__Recorded data__:
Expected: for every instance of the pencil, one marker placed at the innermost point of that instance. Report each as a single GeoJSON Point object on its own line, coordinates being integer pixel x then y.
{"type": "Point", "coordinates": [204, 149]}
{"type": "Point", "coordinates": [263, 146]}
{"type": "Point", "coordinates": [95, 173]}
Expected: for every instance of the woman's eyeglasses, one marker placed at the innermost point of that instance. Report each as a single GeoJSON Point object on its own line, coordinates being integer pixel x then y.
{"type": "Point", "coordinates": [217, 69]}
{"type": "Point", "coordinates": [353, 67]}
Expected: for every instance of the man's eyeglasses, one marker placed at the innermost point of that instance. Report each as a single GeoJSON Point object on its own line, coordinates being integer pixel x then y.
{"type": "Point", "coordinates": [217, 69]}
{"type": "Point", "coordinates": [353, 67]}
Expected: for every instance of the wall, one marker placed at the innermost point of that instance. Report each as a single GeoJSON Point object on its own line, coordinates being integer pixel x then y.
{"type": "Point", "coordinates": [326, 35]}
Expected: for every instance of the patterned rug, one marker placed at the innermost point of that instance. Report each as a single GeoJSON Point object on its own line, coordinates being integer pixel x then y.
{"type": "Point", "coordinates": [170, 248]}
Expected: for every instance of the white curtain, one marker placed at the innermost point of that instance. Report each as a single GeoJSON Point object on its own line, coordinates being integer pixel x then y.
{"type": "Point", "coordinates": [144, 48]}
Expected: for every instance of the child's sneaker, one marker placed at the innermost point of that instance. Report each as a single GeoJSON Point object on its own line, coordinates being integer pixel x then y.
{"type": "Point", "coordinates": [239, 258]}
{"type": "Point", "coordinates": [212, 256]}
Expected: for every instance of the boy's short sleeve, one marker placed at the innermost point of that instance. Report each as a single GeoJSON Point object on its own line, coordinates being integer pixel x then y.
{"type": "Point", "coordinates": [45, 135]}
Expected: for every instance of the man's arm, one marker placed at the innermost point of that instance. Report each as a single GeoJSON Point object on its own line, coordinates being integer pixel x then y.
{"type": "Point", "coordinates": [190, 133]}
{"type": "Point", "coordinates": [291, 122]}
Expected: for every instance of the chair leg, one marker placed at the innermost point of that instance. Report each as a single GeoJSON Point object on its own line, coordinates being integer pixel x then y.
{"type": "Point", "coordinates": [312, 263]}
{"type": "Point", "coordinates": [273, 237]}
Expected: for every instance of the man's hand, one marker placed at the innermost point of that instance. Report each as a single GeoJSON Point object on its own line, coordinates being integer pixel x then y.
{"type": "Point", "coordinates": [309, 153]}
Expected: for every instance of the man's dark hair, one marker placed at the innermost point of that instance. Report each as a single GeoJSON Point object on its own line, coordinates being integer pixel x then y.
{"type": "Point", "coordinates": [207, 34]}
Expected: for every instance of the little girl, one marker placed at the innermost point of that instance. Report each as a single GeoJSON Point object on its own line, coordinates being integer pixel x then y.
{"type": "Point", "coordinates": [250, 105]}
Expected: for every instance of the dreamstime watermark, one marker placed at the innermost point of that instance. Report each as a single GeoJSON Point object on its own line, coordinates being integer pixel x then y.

__What you will do__:
Your answer should repeat every entry exactly.

__Answer to this problem__:
Expected: for every instance of the pencil, one marker placed at the innermost point of that instance. Report each as a single GeoJSON Point object on its own line, coordinates being integer pixel x then y.
{"type": "Point", "coordinates": [204, 149]}
{"type": "Point", "coordinates": [263, 146]}
{"type": "Point", "coordinates": [95, 173]}
Expected: for every instance of the woman's eyeglasses, one marker placed at the innermost point of that instance. Report each as a single GeoJSON Point object on its own line, coordinates being integer pixel x then y.
{"type": "Point", "coordinates": [217, 69]}
{"type": "Point", "coordinates": [353, 67]}
Expected: for every instance of the man's eyeglasses, one marker placed at the innermost point of that instance. Report each as a single GeoJSON Point object on its own line, coordinates being integer pixel x then y.
{"type": "Point", "coordinates": [217, 69]}
{"type": "Point", "coordinates": [353, 67]}
Expected: for every instance of the wall, one marker placed at the innermost point of that instance. Report each as a single GeoJSON Point object on its own line, coordinates being integer pixel x then y.
{"type": "Point", "coordinates": [326, 35]}
Expected: for every instance of the patterned rug, one marker placed at the innermost point of that instance. Report each as a single GeoJSON Point object on its own line, coordinates being integer pixel x then y.
{"type": "Point", "coordinates": [170, 248]}
Expected: for every instance of the white curtain, one marker placed at the innermost point of that instance. Report each as a single GeoJSON Point object on its own line, coordinates being integer pixel x then y.
{"type": "Point", "coordinates": [144, 48]}
Expected: for every instance of the child's sneaker, one marker placed at the innermost point of that instance. Report each as a single GeoJSON Point object on its own line, coordinates being integer pixel x then y.
{"type": "Point", "coordinates": [239, 258]}
{"type": "Point", "coordinates": [212, 256]}
Expected: for every instance of the boy's short sleeve, one marker placed at the innermost point of that instance. Report each as a single GeoJSON Point object on its own line, coordinates being integer pixel x then y.
{"type": "Point", "coordinates": [45, 135]}
Expected: for every instance of the man's arm, one marker placed at the innermost point of that instance. Report each as a single GeoJSON Point object on its own line, coordinates being integer pixel x then y.
{"type": "Point", "coordinates": [190, 133]}
{"type": "Point", "coordinates": [291, 122]}
Expected: for every instance of the chair leg, one marker placed at the innermost point of that instance. Report each as a single GeoJSON Point object on its own line, coordinates being integer pixel x then y.
{"type": "Point", "coordinates": [312, 263]}
{"type": "Point", "coordinates": [273, 237]}
Expected: for every instance of the man's hand, one marker placed at the innermost point of that instance. Report each as a single GeoJSON Point object on its own line, coordinates being integer pixel x then y.
{"type": "Point", "coordinates": [309, 153]}
Expected: for every instance of the man's dark hair, one marker placed at the innermost point of that instance. Report each as a single GeoJSON Point object on its own line, coordinates being integer pixel x then y.
{"type": "Point", "coordinates": [207, 34]}
Expected: for every instance of the little girl, one marker placed at the innermost point of that instance. Report each as a single GeoJSON Point object on its own line, coordinates being integer pixel x then y.
{"type": "Point", "coordinates": [250, 105]}
Expected: for every instance of the dreamstime watermark, one marker placed at the innermost point of that instance. Report each as a single GeoJSON Point object on its own line, coordinates being integer pixel x then y.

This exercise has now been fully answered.